**Written instruction**
Please quote the records below word for word, omitting the pictures.

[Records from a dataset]
=-=-=-=-=

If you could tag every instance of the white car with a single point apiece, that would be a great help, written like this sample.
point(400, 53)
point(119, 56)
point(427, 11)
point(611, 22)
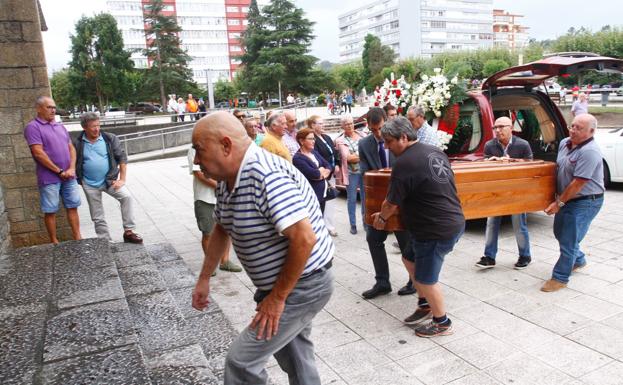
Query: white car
point(611, 144)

=-=-=-=-=

**Written answer**
If you could tag every instance of the white car with a single point apiece, that would be a great help, written like this sample.
point(400, 53)
point(119, 56)
point(427, 11)
point(611, 22)
Query: white car
point(611, 144)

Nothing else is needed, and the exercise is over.